* [Brief]:
In your answer, repeat each line of the data exactly.

* [Raw data]:
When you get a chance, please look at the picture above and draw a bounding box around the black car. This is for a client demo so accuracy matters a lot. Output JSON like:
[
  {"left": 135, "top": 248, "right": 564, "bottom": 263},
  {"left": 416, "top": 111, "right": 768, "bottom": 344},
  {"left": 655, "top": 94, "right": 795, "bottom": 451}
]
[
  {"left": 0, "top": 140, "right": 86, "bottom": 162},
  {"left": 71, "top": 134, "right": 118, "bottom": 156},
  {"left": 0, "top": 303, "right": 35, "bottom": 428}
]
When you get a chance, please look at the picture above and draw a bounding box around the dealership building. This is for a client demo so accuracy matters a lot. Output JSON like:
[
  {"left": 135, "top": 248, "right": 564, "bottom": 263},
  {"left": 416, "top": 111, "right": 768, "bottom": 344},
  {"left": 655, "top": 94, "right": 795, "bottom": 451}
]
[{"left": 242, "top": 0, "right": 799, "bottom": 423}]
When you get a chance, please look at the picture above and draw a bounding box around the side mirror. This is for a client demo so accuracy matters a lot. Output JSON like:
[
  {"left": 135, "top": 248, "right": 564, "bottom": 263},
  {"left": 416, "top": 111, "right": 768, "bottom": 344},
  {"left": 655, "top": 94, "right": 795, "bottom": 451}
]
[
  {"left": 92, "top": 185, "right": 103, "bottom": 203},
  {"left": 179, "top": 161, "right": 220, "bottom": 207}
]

* [Answer for the task]:
When you get a chance, please look at the picture above and draw a bounding box around the black car. This is for a client demo so accuracy matters a lot. Output JSON like:
[
  {"left": 135, "top": 248, "right": 564, "bottom": 263},
  {"left": 416, "top": 111, "right": 768, "bottom": 344},
  {"left": 655, "top": 94, "right": 795, "bottom": 451}
]
[
  {"left": 0, "top": 140, "right": 86, "bottom": 162},
  {"left": 71, "top": 134, "right": 118, "bottom": 156},
  {"left": 0, "top": 303, "right": 35, "bottom": 428}
]
When you get a chance, please look at the picture above and draw a bounding box around the dealership building. This is for a client demo so accuracy matters a lot. Output JSON like:
[
  {"left": 135, "top": 248, "right": 564, "bottom": 263},
  {"left": 416, "top": 111, "right": 768, "bottom": 344},
  {"left": 655, "top": 94, "right": 795, "bottom": 451}
]
[{"left": 242, "top": 0, "right": 799, "bottom": 423}]
When you get a chance, please look at the picture above and draw a bounding box around the side mirror. This is for a client demo so accuracy matters a lot. Output JSON like:
[
  {"left": 135, "top": 248, "right": 564, "bottom": 263},
  {"left": 416, "top": 111, "right": 768, "bottom": 344},
  {"left": 655, "top": 94, "right": 795, "bottom": 451}
]
[
  {"left": 92, "top": 185, "right": 103, "bottom": 203},
  {"left": 179, "top": 161, "right": 220, "bottom": 207}
]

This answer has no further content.